(Text shown)
■ ■ ■

William Wiseman (18 October 1896 – 1981) was a Scottish amateur footballer who played as a left back in the Scottish League for Queen's Park and later served on the club's committee. He was capped by Scotland at amateur and full international levels.

Personal life 
Wiseman was educated at Fordyce Academy, Portsoy and Aberdeen University and left the latter institution in 1916 to serve in the First World War with the Gordon Highlanders. During his time on the Western Front, he was gassed, wounded and posted missing for a week. He rose to the rank of captain and also served as a lieutenant in the Tank Corps. After the war, he went to India to assist with the restructuring of the British Indian Army.

After leaving the army, Wiseman completed his studies at Glasgow Technical College and later worked as an Assistant Roads Surveyor for Dunbartonshire Council. He took up a Deputy County Surveyor position in Banffshire in 1930, bringing his senior football days to an end – his place in the Queen's Park team was taken by Herbert Dickson who held the position for the next decade. Wiseman also married in 1930 and had one son. He served as a major in the Royal Engineers during the Second World War, recruiting and training personnel in Scotland and then working on infrastructure projects.

■ ■ ■

(Material supplied)
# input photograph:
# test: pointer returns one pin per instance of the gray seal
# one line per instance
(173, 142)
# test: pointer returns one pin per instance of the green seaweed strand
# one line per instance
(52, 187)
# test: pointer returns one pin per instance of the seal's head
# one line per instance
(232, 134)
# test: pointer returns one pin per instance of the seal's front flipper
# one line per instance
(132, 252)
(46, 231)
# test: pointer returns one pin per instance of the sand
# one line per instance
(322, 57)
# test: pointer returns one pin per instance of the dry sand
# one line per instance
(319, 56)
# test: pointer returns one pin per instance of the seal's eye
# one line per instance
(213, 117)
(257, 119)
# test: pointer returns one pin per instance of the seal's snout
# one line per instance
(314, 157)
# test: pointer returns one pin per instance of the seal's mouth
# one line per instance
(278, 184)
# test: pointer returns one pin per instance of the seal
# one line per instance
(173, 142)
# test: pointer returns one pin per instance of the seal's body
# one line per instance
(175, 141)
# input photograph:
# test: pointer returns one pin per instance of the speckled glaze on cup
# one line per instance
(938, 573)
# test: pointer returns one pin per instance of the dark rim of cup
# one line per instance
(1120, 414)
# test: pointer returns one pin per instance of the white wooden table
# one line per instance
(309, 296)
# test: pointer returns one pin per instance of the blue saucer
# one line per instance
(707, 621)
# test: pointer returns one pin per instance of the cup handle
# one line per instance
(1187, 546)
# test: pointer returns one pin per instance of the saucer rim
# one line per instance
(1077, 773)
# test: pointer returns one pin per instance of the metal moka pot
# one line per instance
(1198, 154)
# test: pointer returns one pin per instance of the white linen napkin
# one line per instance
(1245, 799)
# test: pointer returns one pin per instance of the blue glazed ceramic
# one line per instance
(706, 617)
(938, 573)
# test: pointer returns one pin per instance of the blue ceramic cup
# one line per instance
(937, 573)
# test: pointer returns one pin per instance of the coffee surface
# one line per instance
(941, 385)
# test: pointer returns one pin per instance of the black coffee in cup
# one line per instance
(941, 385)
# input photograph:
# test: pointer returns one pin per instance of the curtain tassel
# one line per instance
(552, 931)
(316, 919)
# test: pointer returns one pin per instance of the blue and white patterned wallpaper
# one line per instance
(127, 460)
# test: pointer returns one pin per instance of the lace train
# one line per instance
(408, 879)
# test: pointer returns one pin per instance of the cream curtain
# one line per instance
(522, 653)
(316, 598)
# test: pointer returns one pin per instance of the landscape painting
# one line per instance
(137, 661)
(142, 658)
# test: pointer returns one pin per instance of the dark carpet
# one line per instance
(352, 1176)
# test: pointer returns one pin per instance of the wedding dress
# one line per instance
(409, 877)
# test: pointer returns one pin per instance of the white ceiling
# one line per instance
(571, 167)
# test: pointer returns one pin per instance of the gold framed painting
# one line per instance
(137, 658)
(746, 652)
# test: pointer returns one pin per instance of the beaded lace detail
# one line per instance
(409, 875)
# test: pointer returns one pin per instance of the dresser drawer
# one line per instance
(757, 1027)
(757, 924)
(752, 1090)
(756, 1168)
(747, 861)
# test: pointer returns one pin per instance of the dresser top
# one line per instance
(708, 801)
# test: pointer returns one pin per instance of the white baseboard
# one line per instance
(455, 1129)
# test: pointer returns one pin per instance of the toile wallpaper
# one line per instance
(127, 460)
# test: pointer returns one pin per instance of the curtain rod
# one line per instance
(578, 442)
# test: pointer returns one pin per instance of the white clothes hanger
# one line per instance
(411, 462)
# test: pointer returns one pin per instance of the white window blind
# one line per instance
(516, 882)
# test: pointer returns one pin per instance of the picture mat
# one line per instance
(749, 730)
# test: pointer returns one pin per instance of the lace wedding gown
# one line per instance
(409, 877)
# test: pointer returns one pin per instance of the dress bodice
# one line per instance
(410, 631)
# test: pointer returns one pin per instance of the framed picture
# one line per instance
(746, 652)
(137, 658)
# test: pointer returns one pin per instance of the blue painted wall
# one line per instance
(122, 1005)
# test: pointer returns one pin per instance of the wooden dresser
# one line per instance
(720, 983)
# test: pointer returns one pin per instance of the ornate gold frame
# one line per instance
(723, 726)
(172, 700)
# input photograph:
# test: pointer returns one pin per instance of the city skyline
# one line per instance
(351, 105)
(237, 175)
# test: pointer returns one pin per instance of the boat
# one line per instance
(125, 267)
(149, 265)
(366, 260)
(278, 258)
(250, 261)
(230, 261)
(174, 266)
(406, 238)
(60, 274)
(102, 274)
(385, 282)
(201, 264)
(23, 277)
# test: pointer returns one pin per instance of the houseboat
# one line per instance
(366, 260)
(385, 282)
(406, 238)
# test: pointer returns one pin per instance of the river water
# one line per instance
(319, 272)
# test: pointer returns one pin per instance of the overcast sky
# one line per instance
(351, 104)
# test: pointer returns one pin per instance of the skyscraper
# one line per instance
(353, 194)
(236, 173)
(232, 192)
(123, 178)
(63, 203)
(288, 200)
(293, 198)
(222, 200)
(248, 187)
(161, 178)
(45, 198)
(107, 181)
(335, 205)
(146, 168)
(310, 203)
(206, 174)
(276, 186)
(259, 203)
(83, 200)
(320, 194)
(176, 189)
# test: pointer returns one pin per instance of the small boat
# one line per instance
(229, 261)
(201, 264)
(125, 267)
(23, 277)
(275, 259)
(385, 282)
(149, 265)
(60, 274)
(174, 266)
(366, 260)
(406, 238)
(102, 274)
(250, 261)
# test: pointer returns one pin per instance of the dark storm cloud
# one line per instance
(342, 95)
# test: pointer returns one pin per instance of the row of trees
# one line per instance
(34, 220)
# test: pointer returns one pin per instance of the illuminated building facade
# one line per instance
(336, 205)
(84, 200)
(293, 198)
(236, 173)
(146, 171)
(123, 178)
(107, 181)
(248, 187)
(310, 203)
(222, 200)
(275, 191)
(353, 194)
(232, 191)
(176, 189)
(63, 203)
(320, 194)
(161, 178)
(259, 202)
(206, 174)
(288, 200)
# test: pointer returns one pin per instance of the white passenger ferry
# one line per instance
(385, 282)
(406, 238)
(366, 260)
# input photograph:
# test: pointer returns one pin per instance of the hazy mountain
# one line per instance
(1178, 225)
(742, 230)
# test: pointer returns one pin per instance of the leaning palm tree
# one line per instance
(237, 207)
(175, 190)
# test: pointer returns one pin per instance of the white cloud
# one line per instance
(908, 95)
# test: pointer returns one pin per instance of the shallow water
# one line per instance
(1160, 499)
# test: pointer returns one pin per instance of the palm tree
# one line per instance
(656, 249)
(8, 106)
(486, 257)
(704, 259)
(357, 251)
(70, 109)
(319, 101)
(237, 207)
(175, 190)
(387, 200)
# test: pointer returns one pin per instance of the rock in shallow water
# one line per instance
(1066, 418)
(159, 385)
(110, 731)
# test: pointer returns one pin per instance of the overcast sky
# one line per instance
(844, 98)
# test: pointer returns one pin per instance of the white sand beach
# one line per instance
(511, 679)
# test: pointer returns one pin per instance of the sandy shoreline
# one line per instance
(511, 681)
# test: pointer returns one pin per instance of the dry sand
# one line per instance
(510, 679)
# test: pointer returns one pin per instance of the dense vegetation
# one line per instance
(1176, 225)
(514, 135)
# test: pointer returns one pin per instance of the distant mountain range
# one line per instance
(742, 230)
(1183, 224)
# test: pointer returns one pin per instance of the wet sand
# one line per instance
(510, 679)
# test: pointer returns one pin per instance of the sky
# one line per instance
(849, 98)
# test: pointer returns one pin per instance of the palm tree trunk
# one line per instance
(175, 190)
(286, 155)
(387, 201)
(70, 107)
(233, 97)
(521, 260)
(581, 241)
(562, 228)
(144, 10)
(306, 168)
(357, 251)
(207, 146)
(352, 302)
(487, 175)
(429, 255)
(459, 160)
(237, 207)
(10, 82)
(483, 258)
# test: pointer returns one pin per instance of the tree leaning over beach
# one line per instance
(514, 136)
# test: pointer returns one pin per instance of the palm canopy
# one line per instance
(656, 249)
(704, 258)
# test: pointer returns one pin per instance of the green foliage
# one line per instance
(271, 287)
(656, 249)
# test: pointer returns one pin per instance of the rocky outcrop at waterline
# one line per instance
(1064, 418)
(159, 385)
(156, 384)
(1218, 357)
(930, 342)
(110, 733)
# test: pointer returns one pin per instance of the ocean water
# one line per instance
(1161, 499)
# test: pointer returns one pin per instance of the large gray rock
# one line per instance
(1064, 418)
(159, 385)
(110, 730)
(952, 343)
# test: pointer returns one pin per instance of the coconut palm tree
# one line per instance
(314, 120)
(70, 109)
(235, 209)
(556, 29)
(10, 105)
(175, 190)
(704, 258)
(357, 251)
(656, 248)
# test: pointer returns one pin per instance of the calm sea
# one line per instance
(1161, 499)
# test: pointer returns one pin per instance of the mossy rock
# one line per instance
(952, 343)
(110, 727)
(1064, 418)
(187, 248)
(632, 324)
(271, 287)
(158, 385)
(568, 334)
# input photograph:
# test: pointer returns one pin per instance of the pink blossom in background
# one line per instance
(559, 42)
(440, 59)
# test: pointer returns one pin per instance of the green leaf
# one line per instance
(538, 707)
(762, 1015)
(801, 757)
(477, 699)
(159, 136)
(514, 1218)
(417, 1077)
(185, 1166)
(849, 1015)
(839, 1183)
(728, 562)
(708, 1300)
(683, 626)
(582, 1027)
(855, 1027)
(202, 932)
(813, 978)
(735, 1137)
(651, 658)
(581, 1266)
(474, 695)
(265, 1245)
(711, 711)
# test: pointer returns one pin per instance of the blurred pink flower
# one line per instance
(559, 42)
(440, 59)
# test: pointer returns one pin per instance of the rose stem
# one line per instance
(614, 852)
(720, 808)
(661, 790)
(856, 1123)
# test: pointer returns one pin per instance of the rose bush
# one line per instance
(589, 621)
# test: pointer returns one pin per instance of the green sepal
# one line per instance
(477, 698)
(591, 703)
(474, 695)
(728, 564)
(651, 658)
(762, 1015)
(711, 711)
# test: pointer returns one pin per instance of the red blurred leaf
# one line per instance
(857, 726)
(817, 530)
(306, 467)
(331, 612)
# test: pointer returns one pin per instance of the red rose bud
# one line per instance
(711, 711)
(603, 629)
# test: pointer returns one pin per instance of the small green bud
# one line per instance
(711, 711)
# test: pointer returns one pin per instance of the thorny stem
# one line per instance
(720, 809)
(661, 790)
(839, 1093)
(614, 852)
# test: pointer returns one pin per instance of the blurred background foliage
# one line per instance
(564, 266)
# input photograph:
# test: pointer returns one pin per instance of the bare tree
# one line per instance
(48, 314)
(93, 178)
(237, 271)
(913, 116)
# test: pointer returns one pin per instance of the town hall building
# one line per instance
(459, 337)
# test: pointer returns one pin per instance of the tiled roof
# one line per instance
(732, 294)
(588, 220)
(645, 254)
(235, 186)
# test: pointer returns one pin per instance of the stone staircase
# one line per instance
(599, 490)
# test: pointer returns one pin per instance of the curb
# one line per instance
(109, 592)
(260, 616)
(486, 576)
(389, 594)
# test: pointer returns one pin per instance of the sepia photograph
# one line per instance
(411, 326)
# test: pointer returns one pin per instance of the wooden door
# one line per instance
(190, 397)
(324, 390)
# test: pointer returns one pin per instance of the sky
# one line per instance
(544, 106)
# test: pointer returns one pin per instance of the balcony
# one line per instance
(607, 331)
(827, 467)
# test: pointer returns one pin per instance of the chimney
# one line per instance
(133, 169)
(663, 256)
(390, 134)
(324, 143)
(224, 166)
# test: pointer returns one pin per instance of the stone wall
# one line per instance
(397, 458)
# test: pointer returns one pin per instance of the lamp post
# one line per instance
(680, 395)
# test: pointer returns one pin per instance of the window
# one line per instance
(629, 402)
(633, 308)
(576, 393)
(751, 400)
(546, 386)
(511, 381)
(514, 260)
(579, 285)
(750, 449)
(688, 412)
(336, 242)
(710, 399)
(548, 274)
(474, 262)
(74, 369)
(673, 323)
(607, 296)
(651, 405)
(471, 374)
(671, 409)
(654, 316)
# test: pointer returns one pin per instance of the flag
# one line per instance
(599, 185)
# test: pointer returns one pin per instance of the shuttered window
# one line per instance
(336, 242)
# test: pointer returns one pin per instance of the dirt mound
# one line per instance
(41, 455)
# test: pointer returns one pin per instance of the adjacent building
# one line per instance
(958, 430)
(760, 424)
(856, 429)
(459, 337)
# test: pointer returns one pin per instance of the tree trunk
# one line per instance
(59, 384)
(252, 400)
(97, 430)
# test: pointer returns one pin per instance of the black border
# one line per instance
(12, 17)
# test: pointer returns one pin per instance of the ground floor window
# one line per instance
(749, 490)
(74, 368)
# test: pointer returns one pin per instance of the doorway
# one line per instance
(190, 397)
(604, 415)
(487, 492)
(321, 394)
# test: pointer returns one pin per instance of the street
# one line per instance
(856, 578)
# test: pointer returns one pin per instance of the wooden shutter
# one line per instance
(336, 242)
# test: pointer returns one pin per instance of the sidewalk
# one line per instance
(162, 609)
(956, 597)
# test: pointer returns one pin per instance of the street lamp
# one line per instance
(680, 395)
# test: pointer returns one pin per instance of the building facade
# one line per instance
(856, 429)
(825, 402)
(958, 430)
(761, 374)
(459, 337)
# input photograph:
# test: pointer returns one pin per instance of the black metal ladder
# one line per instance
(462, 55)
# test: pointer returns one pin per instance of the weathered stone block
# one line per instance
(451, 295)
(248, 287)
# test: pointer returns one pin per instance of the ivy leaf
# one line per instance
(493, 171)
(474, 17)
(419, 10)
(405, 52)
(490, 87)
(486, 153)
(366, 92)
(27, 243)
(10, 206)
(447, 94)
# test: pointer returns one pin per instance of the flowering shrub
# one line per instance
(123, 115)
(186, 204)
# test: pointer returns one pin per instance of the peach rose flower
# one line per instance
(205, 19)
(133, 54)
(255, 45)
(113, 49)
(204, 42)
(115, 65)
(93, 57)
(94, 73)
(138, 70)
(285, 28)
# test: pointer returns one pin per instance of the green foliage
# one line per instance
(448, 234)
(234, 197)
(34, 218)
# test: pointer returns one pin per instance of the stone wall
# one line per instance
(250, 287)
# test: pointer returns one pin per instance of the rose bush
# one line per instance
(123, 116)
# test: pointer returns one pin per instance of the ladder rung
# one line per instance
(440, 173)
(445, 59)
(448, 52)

■ ■ ■

(Goals)
(1) Transcribe the passage of the William Wiseman biography between "After leaving the" and "on infrastructure projects.", inclusive.
(2) Determine how many lines of the records contain the string "curtain", and give only that number.

(The results)
(1)
After leaving the army, Wiseman completed his studies at Glasgow Technical College and later worked as an Assistant Roads Surveyor for Dunbartonshire Council. He took up a Deputy County Surveyor position in Banffshire in 1930, bringing his senior football days to an end – his place in the Queen's Park team was taken by Herbert Dickson who held the position for the next decade. Wiseman also married in 1930 and had one son. He served as a major in the Royal Engineers during the Second World War, recruiting and training personnel in Scotland and then working on infrastructure projects.

(2) 3